--- START OF PROVIDED INFORMATION ---

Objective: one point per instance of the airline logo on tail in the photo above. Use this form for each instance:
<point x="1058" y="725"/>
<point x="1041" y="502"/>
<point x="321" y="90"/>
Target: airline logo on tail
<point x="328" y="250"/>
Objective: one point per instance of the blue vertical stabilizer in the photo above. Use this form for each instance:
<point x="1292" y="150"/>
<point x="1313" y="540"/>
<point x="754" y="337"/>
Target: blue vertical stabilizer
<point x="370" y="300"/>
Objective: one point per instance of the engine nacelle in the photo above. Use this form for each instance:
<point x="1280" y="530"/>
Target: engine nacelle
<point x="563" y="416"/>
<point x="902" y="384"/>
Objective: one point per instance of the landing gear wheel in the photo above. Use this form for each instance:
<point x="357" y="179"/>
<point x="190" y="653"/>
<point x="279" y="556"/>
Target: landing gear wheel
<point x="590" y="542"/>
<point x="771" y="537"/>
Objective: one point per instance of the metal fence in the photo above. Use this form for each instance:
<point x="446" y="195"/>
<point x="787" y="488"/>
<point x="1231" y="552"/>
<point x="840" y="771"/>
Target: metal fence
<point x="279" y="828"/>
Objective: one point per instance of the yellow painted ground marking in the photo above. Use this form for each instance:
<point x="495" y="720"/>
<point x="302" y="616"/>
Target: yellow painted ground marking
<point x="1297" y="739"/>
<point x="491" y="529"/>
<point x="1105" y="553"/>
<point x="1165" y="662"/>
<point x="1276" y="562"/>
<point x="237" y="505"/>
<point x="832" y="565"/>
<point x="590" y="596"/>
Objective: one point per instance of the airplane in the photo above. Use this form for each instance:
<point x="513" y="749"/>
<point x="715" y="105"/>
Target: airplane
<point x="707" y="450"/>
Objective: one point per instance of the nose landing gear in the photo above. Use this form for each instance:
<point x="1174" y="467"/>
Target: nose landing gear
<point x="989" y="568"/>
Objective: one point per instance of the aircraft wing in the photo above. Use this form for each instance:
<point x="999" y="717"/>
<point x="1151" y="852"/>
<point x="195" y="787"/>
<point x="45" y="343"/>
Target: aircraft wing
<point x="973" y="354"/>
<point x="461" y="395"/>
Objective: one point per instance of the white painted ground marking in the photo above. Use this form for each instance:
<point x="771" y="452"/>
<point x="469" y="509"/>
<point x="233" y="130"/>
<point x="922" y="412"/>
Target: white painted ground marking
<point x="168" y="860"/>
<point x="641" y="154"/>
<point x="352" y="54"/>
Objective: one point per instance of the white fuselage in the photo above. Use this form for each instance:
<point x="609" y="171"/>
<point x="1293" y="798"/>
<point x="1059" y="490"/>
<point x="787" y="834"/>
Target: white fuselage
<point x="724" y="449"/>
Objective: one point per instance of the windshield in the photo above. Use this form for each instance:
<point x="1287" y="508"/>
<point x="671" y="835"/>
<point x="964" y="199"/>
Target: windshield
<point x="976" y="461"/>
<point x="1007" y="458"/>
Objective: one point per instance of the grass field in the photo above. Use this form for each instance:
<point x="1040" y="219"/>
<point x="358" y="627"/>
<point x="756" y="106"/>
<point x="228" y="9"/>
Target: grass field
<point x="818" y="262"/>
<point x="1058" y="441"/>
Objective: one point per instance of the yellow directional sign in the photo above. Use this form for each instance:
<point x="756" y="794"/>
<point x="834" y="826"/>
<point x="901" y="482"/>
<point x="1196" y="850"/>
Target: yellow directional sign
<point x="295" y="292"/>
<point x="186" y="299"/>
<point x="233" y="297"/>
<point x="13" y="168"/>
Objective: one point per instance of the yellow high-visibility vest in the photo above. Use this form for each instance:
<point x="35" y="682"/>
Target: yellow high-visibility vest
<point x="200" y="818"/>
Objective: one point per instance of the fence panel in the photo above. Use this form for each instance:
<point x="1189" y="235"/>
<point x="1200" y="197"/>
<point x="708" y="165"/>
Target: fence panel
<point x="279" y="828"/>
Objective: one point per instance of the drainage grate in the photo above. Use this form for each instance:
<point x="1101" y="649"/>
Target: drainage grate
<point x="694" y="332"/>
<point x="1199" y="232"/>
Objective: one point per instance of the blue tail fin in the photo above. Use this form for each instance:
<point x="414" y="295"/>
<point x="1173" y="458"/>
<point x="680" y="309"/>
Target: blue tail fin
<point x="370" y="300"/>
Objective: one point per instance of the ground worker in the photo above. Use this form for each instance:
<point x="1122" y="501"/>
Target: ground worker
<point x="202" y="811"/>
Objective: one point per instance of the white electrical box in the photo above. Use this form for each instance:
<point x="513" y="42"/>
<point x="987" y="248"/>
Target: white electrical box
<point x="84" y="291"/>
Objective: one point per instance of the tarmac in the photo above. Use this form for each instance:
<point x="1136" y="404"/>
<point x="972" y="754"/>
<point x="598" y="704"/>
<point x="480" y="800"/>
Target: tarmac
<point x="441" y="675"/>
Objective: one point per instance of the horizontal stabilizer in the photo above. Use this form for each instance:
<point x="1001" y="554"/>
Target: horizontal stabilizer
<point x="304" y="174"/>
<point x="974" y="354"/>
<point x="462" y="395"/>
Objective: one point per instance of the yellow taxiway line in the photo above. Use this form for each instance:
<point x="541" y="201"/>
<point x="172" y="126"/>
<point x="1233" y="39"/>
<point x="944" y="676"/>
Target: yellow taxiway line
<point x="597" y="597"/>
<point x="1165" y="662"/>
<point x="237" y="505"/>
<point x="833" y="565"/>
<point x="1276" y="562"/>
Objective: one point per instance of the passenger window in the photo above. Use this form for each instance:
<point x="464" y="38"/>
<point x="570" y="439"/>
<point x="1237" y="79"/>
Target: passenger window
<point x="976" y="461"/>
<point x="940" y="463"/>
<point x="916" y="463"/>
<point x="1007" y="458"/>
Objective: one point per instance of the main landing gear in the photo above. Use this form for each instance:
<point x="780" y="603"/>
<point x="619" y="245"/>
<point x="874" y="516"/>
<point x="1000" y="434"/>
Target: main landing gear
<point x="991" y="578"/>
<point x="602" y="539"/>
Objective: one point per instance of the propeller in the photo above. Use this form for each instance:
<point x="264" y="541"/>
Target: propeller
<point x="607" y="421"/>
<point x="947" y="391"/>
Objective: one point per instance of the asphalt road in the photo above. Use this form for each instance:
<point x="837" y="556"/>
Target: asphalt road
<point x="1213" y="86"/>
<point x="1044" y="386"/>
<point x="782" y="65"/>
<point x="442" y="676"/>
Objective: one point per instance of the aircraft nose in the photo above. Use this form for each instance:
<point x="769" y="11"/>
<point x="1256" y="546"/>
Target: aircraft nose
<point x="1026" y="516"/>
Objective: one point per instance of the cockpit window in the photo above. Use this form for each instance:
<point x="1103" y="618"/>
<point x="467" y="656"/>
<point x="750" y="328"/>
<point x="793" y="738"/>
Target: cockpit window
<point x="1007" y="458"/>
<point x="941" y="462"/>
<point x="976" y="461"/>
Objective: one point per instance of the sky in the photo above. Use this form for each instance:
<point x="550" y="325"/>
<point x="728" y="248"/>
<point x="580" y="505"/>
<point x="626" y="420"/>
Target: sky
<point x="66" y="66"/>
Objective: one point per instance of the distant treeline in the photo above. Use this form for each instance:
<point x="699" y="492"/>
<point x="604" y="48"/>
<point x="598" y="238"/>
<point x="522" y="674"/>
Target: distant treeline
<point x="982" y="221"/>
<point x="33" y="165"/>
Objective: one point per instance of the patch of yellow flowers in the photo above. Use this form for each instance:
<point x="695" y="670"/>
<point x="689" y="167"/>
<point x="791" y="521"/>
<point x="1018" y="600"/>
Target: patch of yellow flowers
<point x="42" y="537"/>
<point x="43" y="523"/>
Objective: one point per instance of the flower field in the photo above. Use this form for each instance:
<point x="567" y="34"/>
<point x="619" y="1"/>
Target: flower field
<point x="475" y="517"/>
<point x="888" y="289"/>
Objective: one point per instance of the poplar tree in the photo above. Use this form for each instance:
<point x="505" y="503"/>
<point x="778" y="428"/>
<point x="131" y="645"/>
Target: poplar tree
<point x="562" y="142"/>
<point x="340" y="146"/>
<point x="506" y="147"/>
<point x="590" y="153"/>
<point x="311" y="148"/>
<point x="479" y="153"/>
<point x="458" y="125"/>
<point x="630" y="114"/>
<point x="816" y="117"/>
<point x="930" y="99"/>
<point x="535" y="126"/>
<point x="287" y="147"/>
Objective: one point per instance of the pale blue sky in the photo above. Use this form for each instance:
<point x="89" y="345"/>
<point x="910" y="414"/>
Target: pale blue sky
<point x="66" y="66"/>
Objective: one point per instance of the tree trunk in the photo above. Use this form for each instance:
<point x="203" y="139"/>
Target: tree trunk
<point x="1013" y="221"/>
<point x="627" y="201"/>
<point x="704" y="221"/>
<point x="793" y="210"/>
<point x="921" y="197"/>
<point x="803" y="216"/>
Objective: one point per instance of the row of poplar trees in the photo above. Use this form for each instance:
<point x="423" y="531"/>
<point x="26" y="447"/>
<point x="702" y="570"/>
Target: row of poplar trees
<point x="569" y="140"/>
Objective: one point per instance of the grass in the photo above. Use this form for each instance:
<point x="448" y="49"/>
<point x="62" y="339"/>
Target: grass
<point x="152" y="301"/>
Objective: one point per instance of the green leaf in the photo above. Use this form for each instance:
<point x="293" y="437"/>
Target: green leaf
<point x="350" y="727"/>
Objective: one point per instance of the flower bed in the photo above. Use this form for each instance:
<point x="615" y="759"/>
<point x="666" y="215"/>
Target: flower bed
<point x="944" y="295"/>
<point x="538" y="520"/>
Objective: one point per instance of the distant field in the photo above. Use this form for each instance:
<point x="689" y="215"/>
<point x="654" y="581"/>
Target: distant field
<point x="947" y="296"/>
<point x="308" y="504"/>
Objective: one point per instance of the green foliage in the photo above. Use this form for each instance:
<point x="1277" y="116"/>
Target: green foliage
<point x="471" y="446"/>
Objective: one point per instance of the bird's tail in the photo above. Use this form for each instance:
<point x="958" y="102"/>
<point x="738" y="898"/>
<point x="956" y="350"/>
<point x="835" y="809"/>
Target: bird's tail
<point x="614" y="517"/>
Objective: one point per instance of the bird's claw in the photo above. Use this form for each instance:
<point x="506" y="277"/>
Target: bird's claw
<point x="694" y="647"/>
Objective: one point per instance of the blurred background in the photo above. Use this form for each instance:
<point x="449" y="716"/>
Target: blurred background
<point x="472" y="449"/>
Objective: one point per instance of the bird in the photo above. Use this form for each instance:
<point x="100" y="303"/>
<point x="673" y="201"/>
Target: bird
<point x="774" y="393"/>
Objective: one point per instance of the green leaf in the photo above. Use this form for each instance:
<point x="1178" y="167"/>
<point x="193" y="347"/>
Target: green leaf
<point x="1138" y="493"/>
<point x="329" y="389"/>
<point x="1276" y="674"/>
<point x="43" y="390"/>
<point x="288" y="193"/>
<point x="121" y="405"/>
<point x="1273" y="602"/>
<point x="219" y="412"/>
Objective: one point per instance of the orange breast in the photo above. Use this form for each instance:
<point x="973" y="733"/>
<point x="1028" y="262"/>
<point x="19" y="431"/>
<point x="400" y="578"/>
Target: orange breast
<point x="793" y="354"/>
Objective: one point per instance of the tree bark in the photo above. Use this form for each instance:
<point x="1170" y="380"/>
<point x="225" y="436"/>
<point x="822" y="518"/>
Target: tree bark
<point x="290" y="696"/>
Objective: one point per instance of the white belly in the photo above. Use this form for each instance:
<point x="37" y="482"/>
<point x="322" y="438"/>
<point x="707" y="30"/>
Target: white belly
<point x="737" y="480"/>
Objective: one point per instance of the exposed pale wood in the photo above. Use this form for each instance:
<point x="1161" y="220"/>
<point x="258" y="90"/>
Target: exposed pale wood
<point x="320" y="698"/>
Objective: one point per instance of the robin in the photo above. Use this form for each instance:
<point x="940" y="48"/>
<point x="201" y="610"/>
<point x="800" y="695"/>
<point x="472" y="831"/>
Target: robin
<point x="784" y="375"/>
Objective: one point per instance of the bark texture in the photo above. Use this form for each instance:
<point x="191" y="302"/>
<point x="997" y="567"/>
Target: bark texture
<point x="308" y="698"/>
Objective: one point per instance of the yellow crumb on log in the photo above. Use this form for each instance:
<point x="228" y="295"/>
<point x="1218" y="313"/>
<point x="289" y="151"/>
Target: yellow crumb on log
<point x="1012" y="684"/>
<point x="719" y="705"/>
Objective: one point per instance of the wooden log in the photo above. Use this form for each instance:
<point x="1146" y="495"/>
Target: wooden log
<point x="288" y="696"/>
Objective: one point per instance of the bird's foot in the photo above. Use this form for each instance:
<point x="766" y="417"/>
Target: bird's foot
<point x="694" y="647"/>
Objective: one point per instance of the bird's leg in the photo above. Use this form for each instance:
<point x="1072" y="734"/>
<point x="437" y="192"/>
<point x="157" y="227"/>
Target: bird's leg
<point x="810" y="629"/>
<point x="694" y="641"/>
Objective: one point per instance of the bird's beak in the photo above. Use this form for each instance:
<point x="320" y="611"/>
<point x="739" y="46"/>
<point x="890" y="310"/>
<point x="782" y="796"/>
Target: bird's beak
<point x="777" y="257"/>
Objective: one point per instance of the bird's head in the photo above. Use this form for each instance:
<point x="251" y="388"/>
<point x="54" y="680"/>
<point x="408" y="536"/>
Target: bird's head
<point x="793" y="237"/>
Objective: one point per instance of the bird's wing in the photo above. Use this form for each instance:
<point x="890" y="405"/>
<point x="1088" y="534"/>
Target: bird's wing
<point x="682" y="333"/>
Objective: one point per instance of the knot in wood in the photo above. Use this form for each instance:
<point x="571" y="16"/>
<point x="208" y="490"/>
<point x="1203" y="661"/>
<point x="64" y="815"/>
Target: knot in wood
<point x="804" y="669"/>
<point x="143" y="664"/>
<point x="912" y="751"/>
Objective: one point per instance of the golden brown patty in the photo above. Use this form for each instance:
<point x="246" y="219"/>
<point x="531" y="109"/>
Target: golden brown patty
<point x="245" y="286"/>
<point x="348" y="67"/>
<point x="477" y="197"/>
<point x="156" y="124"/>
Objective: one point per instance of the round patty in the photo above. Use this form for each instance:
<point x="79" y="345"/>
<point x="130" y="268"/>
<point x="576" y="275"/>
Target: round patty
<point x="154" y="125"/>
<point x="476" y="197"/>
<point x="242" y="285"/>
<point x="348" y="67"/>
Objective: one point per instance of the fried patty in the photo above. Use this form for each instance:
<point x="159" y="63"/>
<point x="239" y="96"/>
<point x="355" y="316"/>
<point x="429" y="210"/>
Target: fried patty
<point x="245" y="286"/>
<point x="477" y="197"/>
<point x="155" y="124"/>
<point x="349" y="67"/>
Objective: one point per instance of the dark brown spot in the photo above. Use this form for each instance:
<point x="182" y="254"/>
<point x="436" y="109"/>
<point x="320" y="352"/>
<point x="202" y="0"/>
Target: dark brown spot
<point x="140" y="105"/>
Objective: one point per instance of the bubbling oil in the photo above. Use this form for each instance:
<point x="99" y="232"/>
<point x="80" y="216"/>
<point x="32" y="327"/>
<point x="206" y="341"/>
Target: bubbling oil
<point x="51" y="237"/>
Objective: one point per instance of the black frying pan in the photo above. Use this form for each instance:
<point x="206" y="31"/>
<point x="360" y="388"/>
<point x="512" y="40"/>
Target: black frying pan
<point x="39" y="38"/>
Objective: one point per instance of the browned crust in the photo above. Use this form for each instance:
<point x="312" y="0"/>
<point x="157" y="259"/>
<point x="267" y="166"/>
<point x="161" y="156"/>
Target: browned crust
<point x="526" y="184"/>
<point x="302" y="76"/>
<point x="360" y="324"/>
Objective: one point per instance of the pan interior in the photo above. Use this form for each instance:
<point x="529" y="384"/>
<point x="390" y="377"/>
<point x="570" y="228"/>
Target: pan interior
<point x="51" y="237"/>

--- END OF PROVIDED INFORMATION ---

SET EXERCISE
Reproduce, exactly and with nothing added, the lines from the one that includes "Objective: one point per instance of the black" through the last line of the material.

RESULT FOR THIS EXERCISE
Objective: one point per instance of the black frying pan in the photo above. Use this form for each instance:
<point x="206" y="31"/>
<point x="360" y="388"/>
<point x="512" y="40"/>
Target: black frying pan
<point x="39" y="38"/>
Objective: one point per instance of the browned crust in the photo above. Use this form for each instance:
<point x="312" y="0"/>
<point x="157" y="259"/>
<point x="267" y="166"/>
<point x="161" y="156"/>
Target: browned crust
<point x="526" y="184"/>
<point x="302" y="76"/>
<point x="360" y="324"/>
Objective: one point per instance of the pan interior in the photo above. Use this form for each instance:
<point x="529" y="384"/>
<point x="390" y="377"/>
<point x="570" y="228"/>
Target: pan interior
<point x="51" y="237"/>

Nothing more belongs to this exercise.